[start DATA TO USE]

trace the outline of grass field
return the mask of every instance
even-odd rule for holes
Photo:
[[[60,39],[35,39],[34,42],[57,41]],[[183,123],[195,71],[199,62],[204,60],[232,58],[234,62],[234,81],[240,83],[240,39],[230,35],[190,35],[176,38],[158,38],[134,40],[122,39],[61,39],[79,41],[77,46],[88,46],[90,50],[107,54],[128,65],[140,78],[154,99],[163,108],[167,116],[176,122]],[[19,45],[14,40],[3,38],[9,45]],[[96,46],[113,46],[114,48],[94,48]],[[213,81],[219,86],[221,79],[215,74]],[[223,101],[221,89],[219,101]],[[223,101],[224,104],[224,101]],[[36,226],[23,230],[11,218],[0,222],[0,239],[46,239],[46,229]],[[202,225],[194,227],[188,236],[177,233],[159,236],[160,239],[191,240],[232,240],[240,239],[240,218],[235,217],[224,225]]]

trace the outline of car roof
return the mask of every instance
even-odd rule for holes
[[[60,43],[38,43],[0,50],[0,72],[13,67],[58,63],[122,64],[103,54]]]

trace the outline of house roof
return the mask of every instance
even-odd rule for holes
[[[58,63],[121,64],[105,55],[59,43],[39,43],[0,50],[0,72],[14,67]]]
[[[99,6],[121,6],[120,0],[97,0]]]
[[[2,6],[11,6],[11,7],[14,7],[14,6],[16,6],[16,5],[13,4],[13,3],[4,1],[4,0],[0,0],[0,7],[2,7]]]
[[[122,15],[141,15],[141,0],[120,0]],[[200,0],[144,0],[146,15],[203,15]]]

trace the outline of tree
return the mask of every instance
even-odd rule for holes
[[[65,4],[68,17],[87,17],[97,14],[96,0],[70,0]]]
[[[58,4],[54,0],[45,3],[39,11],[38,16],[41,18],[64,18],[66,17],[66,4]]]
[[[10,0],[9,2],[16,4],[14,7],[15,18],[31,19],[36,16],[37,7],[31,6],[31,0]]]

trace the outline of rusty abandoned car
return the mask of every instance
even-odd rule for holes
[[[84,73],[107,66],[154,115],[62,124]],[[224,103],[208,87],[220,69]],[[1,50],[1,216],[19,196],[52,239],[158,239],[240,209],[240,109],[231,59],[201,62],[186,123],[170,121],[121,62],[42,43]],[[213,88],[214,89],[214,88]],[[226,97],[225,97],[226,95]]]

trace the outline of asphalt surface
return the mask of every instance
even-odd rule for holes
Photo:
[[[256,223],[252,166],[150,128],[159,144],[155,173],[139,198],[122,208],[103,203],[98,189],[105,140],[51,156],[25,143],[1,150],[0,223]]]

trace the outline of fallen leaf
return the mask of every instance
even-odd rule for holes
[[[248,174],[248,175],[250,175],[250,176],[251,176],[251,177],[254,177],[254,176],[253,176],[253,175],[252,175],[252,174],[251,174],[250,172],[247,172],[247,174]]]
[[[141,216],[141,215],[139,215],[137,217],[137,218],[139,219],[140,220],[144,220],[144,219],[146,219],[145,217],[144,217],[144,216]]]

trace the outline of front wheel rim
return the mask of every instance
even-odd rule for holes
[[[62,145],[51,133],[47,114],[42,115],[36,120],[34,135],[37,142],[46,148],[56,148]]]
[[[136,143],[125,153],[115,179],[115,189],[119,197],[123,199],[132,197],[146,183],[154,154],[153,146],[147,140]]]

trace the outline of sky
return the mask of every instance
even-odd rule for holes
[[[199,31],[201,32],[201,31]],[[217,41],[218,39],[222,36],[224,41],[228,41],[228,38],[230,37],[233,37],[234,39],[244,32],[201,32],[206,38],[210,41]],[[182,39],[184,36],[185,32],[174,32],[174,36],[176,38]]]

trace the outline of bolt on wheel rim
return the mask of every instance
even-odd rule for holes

[end DATA TO USE]

> **REQUEST**: Count the lines of the records above that contain the word "wheel", matching case exactly, and reply with only that number.

> **TASK RESULT**: 2